* [Task] Which of the lines in the data below contain the string "like"? Copy each of them.

* [Input data]
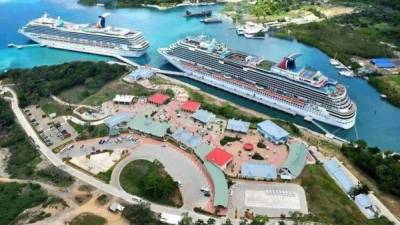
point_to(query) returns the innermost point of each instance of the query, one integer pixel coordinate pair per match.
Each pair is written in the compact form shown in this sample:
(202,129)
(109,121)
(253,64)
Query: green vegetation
(384,169)
(15,198)
(103,199)
(330,205)
(43,81)
(89,131)
(289,127)
(56,176)
(357,34)
(116,87)
(225,110)
(140,214)
(88,219)
(271,10)
(150,181)
(133,3)
(24,157)
(257,156)
(48,106)
(388,85)
(105,176)
(226,139)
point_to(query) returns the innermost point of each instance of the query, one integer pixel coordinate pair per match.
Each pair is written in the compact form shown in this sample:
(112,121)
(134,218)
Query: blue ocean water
(377,121)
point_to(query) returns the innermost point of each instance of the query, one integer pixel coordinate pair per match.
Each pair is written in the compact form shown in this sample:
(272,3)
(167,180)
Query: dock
(156,70)
(11,45)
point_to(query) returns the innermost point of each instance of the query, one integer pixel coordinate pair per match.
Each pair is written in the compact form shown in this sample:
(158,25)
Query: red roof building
(219,157)
(158,99)
(190,106)
(248,146)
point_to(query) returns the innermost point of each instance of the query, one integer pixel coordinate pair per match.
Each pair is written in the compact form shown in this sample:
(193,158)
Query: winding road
(117,191)
(180,167)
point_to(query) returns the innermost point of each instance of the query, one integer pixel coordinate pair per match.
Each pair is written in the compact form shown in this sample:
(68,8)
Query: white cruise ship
(297,91)
(89,38)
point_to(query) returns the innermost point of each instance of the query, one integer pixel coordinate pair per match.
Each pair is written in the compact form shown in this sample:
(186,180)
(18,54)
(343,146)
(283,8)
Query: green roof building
(148,126)
(221,195)
(295,162)
(202,150)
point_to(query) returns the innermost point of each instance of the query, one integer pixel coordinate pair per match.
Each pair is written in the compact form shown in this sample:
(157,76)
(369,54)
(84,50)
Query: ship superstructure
(298,91)
(90,38)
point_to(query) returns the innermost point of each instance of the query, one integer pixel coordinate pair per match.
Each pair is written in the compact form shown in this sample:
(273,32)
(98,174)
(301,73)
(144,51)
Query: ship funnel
(102,20)
(289,62)
(101,23)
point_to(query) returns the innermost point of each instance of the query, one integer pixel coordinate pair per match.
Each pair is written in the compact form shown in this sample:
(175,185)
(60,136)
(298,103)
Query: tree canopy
(43,81)
(384,168)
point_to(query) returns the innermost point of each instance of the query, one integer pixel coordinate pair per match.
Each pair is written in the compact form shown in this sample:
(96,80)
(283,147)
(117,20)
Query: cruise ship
(283,86)
(89,38)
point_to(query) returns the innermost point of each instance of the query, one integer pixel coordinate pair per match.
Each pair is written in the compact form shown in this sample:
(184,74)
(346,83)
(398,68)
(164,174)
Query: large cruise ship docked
(95,39)
(283,86)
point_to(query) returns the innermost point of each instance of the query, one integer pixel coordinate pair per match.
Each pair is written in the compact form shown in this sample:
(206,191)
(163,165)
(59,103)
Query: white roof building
(238,126)
(123,99)
(115,207)
(204,116)
(170,218)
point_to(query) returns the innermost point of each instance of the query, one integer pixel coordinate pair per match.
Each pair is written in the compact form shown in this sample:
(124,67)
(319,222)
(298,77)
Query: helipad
(271,199)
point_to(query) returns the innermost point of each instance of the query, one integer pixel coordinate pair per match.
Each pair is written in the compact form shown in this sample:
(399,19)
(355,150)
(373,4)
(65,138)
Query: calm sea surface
(378,122)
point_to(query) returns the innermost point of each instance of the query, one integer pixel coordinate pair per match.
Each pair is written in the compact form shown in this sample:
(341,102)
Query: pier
(11,45)
(131,63)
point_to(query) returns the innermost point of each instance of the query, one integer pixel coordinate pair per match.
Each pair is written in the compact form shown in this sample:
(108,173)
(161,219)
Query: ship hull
(84,48)
(306,112)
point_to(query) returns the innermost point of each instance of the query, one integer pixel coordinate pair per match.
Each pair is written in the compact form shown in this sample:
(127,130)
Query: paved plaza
(271,199)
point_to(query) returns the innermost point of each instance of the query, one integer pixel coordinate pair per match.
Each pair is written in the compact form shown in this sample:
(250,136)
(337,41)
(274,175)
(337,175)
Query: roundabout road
(177,164)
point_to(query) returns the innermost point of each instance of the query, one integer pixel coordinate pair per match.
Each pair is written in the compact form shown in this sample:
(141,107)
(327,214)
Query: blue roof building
(364,203)
(141,73)
(272,132)
(257,170)
(187,138)
(383,63)
(204,116)
(238,126)
(336,171)
(117,122)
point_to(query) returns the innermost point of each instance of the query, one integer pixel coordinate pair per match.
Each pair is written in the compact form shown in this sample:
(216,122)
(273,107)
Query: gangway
(125,60)
(169,72)
(319,126)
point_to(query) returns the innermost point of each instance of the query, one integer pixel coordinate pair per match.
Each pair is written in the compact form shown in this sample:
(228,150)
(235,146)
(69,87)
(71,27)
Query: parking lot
(271,199)
(53,131)
(88,147)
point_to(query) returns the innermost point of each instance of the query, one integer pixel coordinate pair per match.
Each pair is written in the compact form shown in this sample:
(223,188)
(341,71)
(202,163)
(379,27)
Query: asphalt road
(177,165)
(107,188)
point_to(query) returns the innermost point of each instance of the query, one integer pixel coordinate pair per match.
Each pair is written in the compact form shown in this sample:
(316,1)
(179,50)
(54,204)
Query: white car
(205,190)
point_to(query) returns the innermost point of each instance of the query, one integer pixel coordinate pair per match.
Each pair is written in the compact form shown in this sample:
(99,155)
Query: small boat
(211,20)
(346,73)
(334,62)
(308,118)
(206,13)
(252,30)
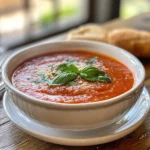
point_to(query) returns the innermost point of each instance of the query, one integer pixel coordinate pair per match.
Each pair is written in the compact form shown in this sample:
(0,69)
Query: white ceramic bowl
(75,116)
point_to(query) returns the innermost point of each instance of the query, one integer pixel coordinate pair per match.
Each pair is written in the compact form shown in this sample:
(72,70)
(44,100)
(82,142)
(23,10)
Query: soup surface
(28,78)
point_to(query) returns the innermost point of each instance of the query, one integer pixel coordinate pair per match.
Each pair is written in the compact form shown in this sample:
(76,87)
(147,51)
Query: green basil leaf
(70,61)
(91,60)
(41,75)
(67,67)
(64,78)
(54,73)
(72,83)
(93,74)
(92,71)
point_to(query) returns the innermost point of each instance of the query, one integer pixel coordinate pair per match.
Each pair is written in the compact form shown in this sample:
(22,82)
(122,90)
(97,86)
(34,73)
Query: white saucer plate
(132,120)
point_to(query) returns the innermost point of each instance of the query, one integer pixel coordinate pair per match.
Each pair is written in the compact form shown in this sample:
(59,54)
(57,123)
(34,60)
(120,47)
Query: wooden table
(11,138)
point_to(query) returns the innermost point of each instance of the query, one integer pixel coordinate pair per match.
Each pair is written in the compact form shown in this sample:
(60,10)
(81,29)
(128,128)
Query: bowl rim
(66,105)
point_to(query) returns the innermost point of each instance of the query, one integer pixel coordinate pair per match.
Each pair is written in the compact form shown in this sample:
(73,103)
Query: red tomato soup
(28,78)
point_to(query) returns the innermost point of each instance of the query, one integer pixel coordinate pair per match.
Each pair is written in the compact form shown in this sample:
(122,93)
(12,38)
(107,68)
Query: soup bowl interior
(77,116)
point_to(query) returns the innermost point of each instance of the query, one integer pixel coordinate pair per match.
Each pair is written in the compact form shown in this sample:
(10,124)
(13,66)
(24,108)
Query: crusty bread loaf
(88,32)
(135,41)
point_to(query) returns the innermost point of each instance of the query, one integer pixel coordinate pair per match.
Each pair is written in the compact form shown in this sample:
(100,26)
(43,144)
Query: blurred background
(26,21)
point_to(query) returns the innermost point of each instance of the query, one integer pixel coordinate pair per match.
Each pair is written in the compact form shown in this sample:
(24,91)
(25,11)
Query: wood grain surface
(12,138)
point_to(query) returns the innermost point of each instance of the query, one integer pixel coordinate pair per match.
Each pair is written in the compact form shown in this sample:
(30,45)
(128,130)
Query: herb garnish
(44,78)
(68,72)
(70,61)
(91,60)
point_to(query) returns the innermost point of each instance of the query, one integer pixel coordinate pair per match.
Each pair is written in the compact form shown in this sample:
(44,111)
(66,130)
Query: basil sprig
(68,72)
(93,74)
(64,77)
(67,67)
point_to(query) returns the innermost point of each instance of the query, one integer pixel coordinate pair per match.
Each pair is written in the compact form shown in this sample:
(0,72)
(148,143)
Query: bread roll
(136,42)
(88,32)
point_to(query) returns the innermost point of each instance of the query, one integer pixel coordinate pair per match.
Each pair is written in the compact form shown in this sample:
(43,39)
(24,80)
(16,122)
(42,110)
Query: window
(23,21)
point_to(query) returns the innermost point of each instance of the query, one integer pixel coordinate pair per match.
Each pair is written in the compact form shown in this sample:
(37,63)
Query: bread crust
(134,41)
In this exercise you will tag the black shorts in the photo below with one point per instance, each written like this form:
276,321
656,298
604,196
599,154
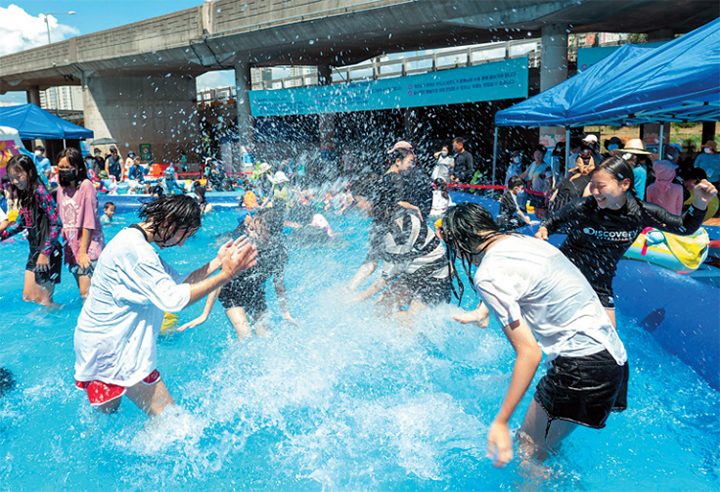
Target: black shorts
52,274
245,295
583,390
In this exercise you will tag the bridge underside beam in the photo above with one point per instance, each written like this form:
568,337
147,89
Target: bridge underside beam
156,110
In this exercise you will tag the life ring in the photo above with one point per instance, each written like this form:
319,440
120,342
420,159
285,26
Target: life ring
681,254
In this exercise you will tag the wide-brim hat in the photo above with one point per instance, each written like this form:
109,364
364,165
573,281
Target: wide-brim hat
280,177
634,146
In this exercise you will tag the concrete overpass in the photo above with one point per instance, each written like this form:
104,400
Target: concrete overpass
138,80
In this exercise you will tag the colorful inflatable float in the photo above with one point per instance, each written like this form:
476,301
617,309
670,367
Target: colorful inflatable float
681,310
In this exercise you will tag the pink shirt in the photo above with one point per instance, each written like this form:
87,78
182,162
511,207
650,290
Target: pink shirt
669,198
78,211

* [Answer for the task]
In this exercise you will tag the black shorts in the photo below with one point per instance, each written like this form:
In this exercise you will tag the bridge underside beam in the photo above with one point per instance, each written like this form:
In this exercise you will tag the life ring in the photo above with one point per instance, each written like this form:
In this exercise you will tag the wide-brim hat in the photo above with one point per instance, each written like this form:
In this exercise you will tag the concrete overpass in the photo above with one point per instance, each written like this form:
In this exercise you will tag the colorful inflatable float in the photo above with one point per instance, each written like this form:
In this exercise you will tag the pink shirt in the photo above with one point per instance, each written like this form:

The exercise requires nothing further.